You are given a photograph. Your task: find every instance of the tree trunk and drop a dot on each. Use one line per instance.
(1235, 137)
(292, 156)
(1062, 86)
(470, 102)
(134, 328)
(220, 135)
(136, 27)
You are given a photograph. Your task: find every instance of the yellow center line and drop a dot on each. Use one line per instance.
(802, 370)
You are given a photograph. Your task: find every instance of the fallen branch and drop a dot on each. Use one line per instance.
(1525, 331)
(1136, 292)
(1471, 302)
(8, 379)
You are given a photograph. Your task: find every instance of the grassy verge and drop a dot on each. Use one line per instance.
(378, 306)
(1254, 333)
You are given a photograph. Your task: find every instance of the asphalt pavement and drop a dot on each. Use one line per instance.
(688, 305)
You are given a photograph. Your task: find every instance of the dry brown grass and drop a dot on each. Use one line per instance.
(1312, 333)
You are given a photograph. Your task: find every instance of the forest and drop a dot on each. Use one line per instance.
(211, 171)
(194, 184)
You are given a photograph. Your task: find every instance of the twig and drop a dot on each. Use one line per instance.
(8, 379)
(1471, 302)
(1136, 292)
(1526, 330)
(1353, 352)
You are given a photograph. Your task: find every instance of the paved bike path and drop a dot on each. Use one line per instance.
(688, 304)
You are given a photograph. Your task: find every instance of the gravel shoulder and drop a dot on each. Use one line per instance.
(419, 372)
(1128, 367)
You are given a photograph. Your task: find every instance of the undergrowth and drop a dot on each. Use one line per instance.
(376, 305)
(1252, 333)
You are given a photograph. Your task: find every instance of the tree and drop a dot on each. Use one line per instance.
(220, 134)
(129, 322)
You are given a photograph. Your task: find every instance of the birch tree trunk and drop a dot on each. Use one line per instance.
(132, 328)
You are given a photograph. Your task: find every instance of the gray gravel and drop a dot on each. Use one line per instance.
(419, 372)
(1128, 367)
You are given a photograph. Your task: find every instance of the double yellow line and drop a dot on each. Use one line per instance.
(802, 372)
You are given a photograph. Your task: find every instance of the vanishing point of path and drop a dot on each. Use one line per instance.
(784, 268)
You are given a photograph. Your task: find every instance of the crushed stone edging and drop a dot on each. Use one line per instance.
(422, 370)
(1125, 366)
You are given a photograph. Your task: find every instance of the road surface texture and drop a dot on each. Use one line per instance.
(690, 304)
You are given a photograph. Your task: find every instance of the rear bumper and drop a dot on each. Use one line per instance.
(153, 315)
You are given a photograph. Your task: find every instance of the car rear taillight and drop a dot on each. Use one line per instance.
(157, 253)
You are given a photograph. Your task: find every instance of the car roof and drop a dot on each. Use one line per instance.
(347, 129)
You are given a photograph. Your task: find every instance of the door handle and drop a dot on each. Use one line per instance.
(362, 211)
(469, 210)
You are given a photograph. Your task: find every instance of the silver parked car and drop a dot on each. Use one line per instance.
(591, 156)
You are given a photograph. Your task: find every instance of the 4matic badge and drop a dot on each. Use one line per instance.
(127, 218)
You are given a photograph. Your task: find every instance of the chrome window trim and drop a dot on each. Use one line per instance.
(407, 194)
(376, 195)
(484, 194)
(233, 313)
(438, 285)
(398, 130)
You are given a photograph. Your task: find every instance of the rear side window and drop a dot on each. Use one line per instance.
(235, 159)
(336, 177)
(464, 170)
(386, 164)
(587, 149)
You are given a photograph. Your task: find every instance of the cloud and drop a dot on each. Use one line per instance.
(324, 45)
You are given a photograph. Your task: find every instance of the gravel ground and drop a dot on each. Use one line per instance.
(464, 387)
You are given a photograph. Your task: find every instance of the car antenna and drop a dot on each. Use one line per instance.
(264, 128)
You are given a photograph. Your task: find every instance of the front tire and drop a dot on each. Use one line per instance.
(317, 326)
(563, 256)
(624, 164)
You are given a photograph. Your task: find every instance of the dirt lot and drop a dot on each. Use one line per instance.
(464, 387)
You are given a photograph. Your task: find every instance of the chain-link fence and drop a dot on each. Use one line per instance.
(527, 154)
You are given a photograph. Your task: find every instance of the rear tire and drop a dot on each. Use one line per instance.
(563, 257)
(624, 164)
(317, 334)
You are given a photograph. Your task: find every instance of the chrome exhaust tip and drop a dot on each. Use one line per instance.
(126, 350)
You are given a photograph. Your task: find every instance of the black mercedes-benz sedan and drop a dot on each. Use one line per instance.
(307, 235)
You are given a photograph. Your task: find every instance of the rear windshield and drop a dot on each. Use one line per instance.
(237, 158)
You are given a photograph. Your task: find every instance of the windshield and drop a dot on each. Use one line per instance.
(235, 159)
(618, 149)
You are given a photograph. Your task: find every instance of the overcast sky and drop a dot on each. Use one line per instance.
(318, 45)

------------

WHAT IS REQUIRED:
Without any change, reproduce the listing above in full.

RESULT OF THIS TASK:
You are given a photograph. Your task: find every instance of the tree trunk and drop a dot on each. Use one line per instance.
(1235, 137)
(292, 156)
(1062, 86)
(470, 102)
(134, 328)
(220, 135)
(136, 27)
You are given a photograph. Your task: find every instance of the yellow center line and drop a dot on each. Use one line per instance.
(802, 370)
You are given a photograph. Your task: find every instance of the fallen branch and drop a dot on each. Use one line per instance.
(1525, 331)
(1136, 292)
(1471, 302)
(8, 379)
You are given a photograph. Your task: find every instance of the grassy verge and drop a dot on each. Use one line per instance.
(378, 306)
(1254, 333)
You are given a photograph. Your task: find every instance of the asphalt pavement and drop a dot on each. Use one line per instance.
(688, 305)
You are given a photograph. Your task: find every instance of the dry brown grass and drop a dot on each. Use one line per instance.
(1312, 333)
You are given a photograph. Your task: find every instance of the forest and drop a dot on each. Use one line per instance.
(211, 171)
(194, 184)
You are given a photograph. Your task: find every instance of the twig and drop a dot on each. Use one line per instance.
(8, 379)
(1471, 302)
(1136, 292)
(1526, 330)
(1353, 352)
You are given a photograph. Your task: find every instance of the paved bike path and drop a dot on each. Use one line per instance.
(688, 304)
You are given a photograph. Your task: find every instance of the gravel shoulder and drop a dot on each. Use one line per instance.
(419, 372)
(1128, 367)
You are given a photograph. Your task: find every instance of the undergrowth and drop a dot on each. Use one line per instance.
(376, 305)
(1252, 333)
You are given a photograph. Your task: find every instance of the tree and drop a dot on each. Use one line per instance.
(220, 134)
(129, 322)
You are given a photograph. Your task: find every instance of the birch tree trunk and drop a dot on each. Use one line per instance.
(132, 328)
You are given a photograph. Your task: find every instance of the gray gravel and drop a dot on each. Use one line per instance.
(419, 372)
(1128, 367)
You are given a photograph. Your task: find every instance of the double yellow line and drop a dot on each. Use one line per instance.
(802, 372)
You are given a photograph. Your task: find every instance of the vanishing point of path and drop a dot on each. Use one line per instance.
(784, 268)
You are given a photograph. Your task: find every instance of the crushed stone edging and drop a dot on each. Use one line per instance.
(422, 370)
(1125, 366)
You are given a photograph. Your task: find every instance of the road surface texture and drop a dot on each. Use one line per instance.
(690, 304)
You are given a photograph. Your task: find every instance of the rear bumper and drop a dot on each. Use one line per instance.
(153, 315)
You are given a photograph. Your task: find every instance of the car rear taillight and drop a dot on each. Use one line per instance.
(157, 253)
You are given a photograph. Your task: find every instance of the car roof and drop a dot on each. Use one line per instance.
(347, 129)
You are given a photograph. Your task: find every instance of the door handle and drop a dot on each. Use one line per instance.
(362, 211)
(469, 210)
You are given a photograph. Your task: find every instance of the silver parked car and drop a dot on each. Use one line per instance.
(591, 156)
You are given a photograph. Your task: find every instance of the 4matic badge and drop a dot on each. Use one line per instance.
(127, 218)
You are given a photograph. Your task: find every instance of the chrome window trim and drop a dot on each. Use one line per instance.
(407, 194)
(376, 195)
(484, 194)
(233, 313)
(438, 285)
(398, 130)
You are given a photograph. Your task: find every instance of the rear side window and drop a dot on each. Use one line per instance.
(235, 159)
(336, 177)
(464, 170)
(386, 164)
(587, 149)
You are given a photograph. Your task: find every instance of the cloud and drop a dot on each. Use one line per instance.
(324, 45)
You are given a photograph. Your task: find every instance of the gravel ground and drop a dot on each. Use one line per instance.
(464, 387)
You are given a photograph. Your task: find every instance of the car antenna and drop a dot on each. Use one line per instance.
(264, 128)
You are given a photograph. Your task: find every instance of the front tire and drop a dot on each. Use one line per instance.
(317, 326)
(563, 256)
(624, 164)
You are given a photograph. Your task: find every instance of the dirt lot and drop a dot on each. Use one line per instance.
(464, 387)
You are given a photograph. Your task: find every instance of the chain-link fence and drop a dot on each. Use one line per instance.
(527, 154)
You are given a photograph. Your task: find every instance of the rear tire and drop a dot on each. Use one line per instance.
(563, 257)
(624, 164)
(317, 334)
You are given a photograph. Your task: find every instance of the chrome exhaust tip and drop a dot on each. Use one line per instance.
(126, 350)
You are given a photograph. Your task: find every instance of the black mercedes-benz sedan and drop a dot on each. Use one line per instance.
(307, 235)
You are given a photograph. Your task: find every instance of the rear windshield and drop a dot on each. Use one line per instance.
(237, 158)
You are given a photograph. Your task: find every instance of the windshield and drop a dot on each. Use one line per instance.
(235, 159)
(618, 149)
You are given a photograph. Your task: find every instance of the overcast sky and drop a dot on each. Use one line per instance.
(318, 45)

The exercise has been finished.